» **Given request**
Copy the rows below word for word, keeping every line as it appears.

[Start of Stored data]

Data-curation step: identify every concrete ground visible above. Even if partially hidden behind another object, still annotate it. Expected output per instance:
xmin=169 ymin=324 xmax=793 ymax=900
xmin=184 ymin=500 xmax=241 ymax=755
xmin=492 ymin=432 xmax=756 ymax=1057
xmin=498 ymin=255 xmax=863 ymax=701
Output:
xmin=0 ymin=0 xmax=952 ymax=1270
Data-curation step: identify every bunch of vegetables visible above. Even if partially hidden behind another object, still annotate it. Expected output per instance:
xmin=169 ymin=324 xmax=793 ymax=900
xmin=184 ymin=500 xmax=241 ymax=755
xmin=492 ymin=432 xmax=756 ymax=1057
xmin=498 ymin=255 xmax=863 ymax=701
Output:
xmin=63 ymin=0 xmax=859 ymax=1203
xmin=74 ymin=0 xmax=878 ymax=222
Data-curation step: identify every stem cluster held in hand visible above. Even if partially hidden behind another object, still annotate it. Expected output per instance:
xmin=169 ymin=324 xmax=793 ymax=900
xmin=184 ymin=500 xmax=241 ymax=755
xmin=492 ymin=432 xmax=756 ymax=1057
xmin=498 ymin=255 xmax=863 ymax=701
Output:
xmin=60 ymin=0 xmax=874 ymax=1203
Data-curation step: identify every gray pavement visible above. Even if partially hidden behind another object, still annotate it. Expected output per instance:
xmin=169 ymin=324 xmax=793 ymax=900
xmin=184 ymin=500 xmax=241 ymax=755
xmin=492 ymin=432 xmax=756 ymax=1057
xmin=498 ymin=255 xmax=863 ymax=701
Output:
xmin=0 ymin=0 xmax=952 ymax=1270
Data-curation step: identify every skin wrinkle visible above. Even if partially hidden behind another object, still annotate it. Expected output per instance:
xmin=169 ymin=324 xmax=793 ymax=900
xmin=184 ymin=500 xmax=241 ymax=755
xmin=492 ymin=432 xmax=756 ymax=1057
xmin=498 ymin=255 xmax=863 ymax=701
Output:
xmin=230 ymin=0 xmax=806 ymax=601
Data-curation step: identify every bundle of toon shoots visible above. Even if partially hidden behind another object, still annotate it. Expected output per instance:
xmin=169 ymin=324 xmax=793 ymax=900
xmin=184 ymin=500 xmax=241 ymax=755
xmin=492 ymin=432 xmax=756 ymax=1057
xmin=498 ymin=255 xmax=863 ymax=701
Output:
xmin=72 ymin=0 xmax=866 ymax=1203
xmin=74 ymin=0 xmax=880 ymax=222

[End of Stored data]

» **Finished task**
Data-curation step: identify every concrete ground visible above. Even if partially hidden behind another object, still annotate it. Expected output per instance:
xmin=169 ymin=324 xmax=793 ymax=900
xmin=184 ymin=500 xmax=241 ymax=755
xmin=492 ymin=432 xmax=756 ymax=1057
xmin=498 ymin=255 xmax=863 ymax=701
Output:
xmin=0 ymin=0 xmax=952 ymax=1270
Data-curation step: identify every bunch of vegetables visible above. Even if partially hidden behind another object, still annotate it. Expected output per instance:
xmin=169 ymin=324 xmax=793 ymax=900
xmin=184 ymin=500 xmax=241 ymax=755
xmin=492 ymin=432 xmax=756 ymax=1057
xmin=498 ymin=255 xmax=863 ymax=701
Output:
xmin=63 ymin=0 xmax=859 ymax=1203
xmin=74 ymin=0 xmax=878 ymax=222
Data-curation step: identify every stem cluster held in hand visible above. Even if partially hidden behind another object, still annotate it. Expected output per instance:
xmin=169 ymin=324 xmax=793 ymax=900
xmin=184 ymin=500 xmax=241 ymax=755
xmin=492 ymin=432 xmax=756 ymax=1057
xmin=498 ymin=255 xmax=863 ymax=701
Output:
xmin=60 ymin=0 xmax=874 ymax=1203
Data-curation step: identify every gray pavement visible above. Even if partially hidden behind another object, still annotate it. Expected output per instance:
xmin=169 ymin=324 xmax=793 ymax=900
xmin=184 ymin=500 xmax=241 ymax=755
xmin=492 ymin=432 xmax=756 ymax=1057
xmin=498 ymin=255 xmax=863 ymax=701
Output:
xmin=0 ymin=0 xmax=952 ymax=1270
Data-curation step: identify every skin wrinkle visible above. Even if partially hidden behind another object, still annotate it. Expected output per instance:
xmin=169 ymin=324 xmax=793 ymax=900
xmin=184 ymin=500 xmax=241 ymax=755
xmin=492 ymin=432 xmax=756 ymax=1057
xmin=498 ymin=255 xmax=863 ymax=701
Output:
xmin=230 ymin=0 xmax=806 ymax=601
Data-curation step: identify every bundle of toon shoots visible above. Even if partially hidden behind another object, still annotate it. Expected output per instance:
xmin=169 ymin=324 xmax=793 ymax=900
xmin=184 ymin=500 xmax=241 ymax=755
xmin=492 ymin=432 xmax=756 ymax=1057
xmin=498 ymin=255 xmax=863 ymax=701
Output:
xmin=72 ymin=0 xmax=866 ymax=1203
xmin=74 ymin=0 xmax=880 ymax=222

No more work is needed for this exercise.